▶ **Aim of the task**
State how many lines of the listing contain the string "person". Reply with the number alone.

── Data for processing ──

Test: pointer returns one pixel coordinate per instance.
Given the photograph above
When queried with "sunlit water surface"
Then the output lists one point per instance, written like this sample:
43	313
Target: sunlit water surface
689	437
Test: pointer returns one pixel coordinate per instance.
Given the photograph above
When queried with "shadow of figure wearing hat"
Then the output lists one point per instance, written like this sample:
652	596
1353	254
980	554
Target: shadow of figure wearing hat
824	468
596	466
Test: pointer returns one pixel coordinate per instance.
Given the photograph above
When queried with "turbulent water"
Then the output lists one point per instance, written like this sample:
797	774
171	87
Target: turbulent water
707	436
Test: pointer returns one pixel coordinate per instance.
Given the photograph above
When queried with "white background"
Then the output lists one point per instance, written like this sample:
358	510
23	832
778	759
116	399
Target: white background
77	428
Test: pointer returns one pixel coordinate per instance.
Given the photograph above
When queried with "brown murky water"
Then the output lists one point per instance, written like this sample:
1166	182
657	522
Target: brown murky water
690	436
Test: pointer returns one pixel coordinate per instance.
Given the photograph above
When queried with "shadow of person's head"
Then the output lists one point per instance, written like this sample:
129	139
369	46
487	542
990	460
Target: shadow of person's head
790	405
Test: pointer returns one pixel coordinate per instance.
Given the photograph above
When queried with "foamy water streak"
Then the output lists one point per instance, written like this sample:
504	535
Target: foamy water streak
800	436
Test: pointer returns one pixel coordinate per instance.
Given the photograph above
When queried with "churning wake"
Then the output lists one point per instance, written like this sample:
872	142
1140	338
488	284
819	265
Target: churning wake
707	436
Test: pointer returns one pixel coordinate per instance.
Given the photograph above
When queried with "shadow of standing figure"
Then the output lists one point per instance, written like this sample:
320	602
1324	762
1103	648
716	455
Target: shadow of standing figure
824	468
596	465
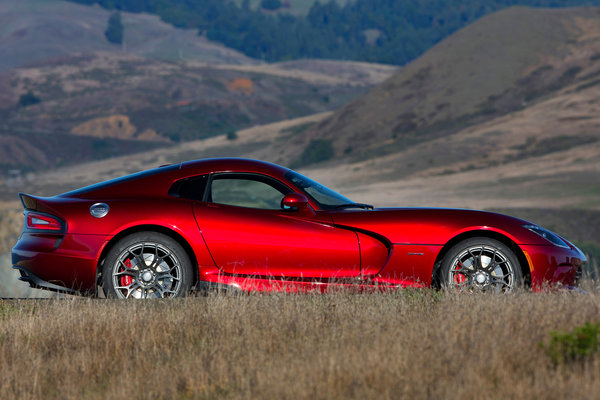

───

▶ **Finished task**
2